> **MATERIAL FOR THE TASK**:
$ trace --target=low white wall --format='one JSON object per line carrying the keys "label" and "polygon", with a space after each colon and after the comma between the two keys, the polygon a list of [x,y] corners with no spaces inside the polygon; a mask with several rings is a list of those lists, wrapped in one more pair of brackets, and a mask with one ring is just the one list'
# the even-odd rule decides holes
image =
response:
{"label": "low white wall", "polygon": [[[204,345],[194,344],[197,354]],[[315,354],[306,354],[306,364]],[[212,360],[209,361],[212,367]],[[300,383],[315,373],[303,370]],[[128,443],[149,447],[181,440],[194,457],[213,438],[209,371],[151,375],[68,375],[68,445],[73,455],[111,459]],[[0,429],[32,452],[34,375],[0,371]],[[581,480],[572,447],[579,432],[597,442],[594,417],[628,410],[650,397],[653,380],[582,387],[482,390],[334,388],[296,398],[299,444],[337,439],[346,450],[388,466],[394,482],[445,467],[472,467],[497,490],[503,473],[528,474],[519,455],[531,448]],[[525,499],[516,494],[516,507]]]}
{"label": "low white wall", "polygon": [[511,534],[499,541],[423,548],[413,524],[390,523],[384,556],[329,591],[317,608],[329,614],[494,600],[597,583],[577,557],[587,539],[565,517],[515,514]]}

> **REQUIRED ACTION**: A word-for-word transcription of the listing above is what the answer should contain.

> **OUTPUT OF THE TASK**:
$ trace --target=low white wall --format='one JSON object per line carrying the keys "label" and "polygon", with a space after each colon and after the comma between the two keys, the polygon a list of [x,y] corners with no spaces inside the polygon; a mask with several rings is a list of those lists, wrapped in one more pair of brackets, and a mask with one ring is just the one list'
# the even-odd rule decides holes
image =
response:
{"label": "low white wall", "polygon": [[[204,345],[194,344],[197,354]],[[315,354],[306,354],[306,364]],[[212,360],[209,361],[212,367]],[[300,383],[315,373],[303,370]],[[128,443],[149,447],[181,440],[194,457],[213,438],[209,371],[151,375],[68,375],[68,445],[73,455],[111,459]],[[0,429],[32,452],[34,375],[0,371]],[[581,480],[572,447],[579,432],[597,442],[594,417],[628,410],[650,397],[653,380],[582,387],[482,390],[334,388],[296,398],[299,444],[337,439],[346,450],[388,466],[394,482],[445,467],[472,467],[497,490],[503,473],[528,474],[519,455],[531,448]],[[525,499],[516,494],[516,507]]]}
{"label": "low white wall", "polygon": [[511,534],[499,541],[423,548],[413,524],[390,523],[384,556],[329,591],[317,608],[329,614],[494,600],[597,583],[577,557],[587,539],[565,517],[515,514]]}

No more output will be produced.